#### Study text:
------------------------------------
We strongly believe in the importance of reproducible computational results and in open source software. We make all our software tools freely available for research, education, and non-profit use as soon as they are ready for public release, and we provide source code wherever possible. In a few cases, our code depends on commercial software packages or proprietary code of collaborators; in these situations, we can usually still provide our portion of the source code.

  • MEDUSA

    MEDUSA

    MEDUSA is an integrative method for learning motif models of transcription factor binding sites by incorporating promoter sequence and gene expression data. We use a modern large-margin machine learning approach, based on boosting, to enable feature selection from the high-dimensional search space of candidate binding sequences while avoiding overfitting.

  • Rankprop

    RankProp

    Rankprop is a publicly available web server that can be used to search for similar proteins from a query protein sequence. At its core, Rankprop is a ranking algorithm that exploits the global network structure of similarity relationships among proteins in a database by performing a diffusion operation on a protein similarity network with weighted edges.
------------------------------------
#### Extracted records:
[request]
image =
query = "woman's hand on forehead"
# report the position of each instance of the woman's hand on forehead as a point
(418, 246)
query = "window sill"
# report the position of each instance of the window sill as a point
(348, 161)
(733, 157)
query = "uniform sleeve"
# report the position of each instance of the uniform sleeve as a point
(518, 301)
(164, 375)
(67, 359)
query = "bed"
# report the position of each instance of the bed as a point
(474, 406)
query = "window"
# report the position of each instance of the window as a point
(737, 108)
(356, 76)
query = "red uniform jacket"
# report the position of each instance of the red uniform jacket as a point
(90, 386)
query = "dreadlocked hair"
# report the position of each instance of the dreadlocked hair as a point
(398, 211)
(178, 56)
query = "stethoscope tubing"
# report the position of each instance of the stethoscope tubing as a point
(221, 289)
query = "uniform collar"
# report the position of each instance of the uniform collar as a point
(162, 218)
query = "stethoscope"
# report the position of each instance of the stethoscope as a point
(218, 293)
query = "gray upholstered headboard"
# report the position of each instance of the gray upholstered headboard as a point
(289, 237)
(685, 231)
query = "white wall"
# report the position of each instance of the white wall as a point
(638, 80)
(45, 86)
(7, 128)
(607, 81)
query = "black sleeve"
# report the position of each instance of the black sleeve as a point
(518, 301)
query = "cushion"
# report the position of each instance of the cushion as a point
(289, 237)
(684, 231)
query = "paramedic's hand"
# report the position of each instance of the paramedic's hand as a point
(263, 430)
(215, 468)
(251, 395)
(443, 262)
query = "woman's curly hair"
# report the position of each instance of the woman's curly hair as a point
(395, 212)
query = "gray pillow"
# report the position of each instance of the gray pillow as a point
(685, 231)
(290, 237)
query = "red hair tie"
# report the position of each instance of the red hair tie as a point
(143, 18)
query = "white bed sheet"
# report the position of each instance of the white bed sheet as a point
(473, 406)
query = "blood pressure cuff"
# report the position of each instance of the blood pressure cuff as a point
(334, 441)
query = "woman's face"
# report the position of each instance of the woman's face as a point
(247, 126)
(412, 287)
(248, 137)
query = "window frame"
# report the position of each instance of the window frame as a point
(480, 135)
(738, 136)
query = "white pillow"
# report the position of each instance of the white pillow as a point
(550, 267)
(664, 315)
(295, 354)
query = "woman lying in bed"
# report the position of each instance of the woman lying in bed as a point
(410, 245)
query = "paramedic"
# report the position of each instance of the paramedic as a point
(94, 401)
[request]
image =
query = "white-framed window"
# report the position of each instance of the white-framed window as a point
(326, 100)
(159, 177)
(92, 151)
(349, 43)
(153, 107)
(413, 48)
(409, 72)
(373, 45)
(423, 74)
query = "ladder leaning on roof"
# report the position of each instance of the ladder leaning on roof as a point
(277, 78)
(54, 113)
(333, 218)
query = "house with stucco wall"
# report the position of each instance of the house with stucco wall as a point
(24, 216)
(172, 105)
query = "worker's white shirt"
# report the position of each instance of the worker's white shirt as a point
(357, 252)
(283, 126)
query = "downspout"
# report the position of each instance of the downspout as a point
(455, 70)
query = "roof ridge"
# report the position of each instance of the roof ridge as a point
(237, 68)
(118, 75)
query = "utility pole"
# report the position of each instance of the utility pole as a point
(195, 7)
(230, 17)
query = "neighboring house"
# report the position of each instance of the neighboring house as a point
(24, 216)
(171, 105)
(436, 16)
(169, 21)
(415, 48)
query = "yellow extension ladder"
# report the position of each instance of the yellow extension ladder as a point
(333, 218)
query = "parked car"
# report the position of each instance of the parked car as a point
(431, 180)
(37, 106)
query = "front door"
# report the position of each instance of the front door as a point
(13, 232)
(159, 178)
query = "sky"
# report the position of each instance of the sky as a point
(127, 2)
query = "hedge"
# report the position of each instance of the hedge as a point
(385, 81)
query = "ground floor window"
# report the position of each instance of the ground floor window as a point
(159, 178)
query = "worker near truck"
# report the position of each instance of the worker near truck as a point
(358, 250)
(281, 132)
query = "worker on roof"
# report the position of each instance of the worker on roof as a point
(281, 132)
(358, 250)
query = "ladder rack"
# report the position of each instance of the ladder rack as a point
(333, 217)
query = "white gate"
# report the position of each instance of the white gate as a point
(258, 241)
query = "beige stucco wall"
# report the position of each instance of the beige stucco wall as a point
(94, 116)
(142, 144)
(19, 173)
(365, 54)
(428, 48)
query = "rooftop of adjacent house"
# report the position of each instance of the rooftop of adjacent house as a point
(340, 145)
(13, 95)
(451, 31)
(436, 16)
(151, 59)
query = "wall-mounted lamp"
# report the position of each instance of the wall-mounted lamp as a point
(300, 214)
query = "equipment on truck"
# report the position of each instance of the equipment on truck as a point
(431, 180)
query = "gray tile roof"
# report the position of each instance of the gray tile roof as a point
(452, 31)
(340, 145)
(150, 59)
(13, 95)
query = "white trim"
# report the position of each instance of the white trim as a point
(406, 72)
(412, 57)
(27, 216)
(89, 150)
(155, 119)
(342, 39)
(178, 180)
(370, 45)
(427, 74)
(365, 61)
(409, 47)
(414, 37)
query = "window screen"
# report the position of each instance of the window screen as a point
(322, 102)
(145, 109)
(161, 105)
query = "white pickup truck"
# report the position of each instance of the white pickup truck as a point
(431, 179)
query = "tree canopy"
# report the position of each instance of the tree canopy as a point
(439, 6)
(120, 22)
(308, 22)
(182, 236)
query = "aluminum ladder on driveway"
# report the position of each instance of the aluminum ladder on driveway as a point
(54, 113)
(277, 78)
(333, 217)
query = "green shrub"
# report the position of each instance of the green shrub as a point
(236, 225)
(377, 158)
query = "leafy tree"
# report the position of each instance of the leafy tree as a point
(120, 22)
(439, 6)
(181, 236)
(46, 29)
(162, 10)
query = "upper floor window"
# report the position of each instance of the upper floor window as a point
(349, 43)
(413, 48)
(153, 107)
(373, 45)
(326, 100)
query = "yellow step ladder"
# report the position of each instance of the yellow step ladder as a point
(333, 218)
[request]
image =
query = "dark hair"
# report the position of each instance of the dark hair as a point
------------------------------------
#### Problem statement:
From the software page, copy out the part starting with "MEDUSA is an" and going on through "with weighted edges.", swapping in "bagging" wherever "boosting" stands.

#### Output:
MEDUSA is an integrative method for learning motif models of transcription factor binding sites by incorporating promoter sequence and gene expression data. We use a modern large-margin machine learning approach, based on bagging, to enable feature selection from the high-dimensional search space of candidate binding sequences while avoiding overfitting.

  • Rankprop

    RankProp

    Rankprop is a publicly available web server that can be used to search for similar proteins from a query protein sequence. At its core, Rankprop is a ranking algorithm that exploits the global network structure of similarity relationships among proteins in a database by performing a diffusion operation on a protein similarity network with weighted edges.